START TEXT

We were both speaking at a conference in New York City, and afterward we had a few moments to speak. I had recently purchased her book Thrive: The Third Metric to Redefining Success and Creating a Life of Well-Being, Wisdom, and Wonder, and as someone who thinks about happiness and habits all day long, I found the title irresistible. Thrive is full of insights and research on how to live a life that reflects your values, and why doing so matters. Our discussion about what makes Huffington thrive is below.
What’s a simple habit that consistently makes you happier?
I have made a habit of integrating certain practices into my day—meditation, exercise, walking—but conscious breathing is the habit I can return to hundreds of times a day, in an instant. A conscious focus on breathing helps me introduce pauses into my daily life, brings me back into the moment, and helps me transcend upsets and setbacks.

END TEXT
START MATERIAL SHOWN

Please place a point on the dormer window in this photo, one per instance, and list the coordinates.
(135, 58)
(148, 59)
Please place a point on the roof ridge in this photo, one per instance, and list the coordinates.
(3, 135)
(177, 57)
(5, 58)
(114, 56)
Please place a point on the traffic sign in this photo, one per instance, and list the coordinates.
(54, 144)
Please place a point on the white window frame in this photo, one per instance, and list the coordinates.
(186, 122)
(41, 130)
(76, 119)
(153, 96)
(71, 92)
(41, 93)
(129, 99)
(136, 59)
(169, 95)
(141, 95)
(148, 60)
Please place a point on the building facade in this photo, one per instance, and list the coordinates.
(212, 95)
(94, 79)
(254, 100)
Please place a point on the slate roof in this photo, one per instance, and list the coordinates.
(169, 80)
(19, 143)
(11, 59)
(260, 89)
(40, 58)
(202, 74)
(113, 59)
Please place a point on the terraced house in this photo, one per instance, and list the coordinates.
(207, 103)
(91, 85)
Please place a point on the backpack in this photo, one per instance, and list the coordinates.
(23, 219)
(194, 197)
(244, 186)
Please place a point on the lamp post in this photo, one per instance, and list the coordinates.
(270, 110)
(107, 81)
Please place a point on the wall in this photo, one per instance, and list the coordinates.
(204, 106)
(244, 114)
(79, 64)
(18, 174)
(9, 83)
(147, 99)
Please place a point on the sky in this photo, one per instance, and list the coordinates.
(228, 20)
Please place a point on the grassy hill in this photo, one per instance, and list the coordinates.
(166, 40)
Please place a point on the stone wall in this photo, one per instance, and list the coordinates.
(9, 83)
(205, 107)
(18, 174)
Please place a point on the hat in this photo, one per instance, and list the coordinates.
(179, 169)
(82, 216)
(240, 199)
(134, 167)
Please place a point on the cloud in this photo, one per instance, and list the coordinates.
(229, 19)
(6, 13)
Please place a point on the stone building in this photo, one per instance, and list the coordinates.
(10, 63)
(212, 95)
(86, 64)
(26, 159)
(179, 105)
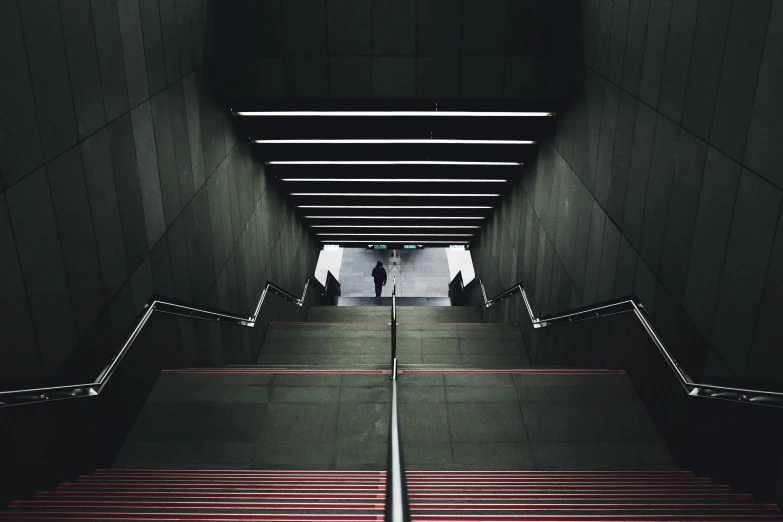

END MATERIAL SHOWN

EXERCISE 1: In the interview, list the practices named right after the words "integrating certain practices into my day".
EXERCISE 2: Swap "walking" for "yoga" in the part of the interview starting with "I have made" and going on through "upsets and setbacks.".
You won't need this material for anything here.

EXERCISE ANSWER 1: meditation, exercise, walking

EXERCISE ANSWER 2:
I have made a habit of integrating certain practices into my day—meditation, exercise, yoga—but conscious breathing is the habit I can return to hundreds of times a day, in an instant. A conscious focus on breathing helps me introduce pauses into my daily life, brings me back into the moment, and helps me transcend upsets and setbacks.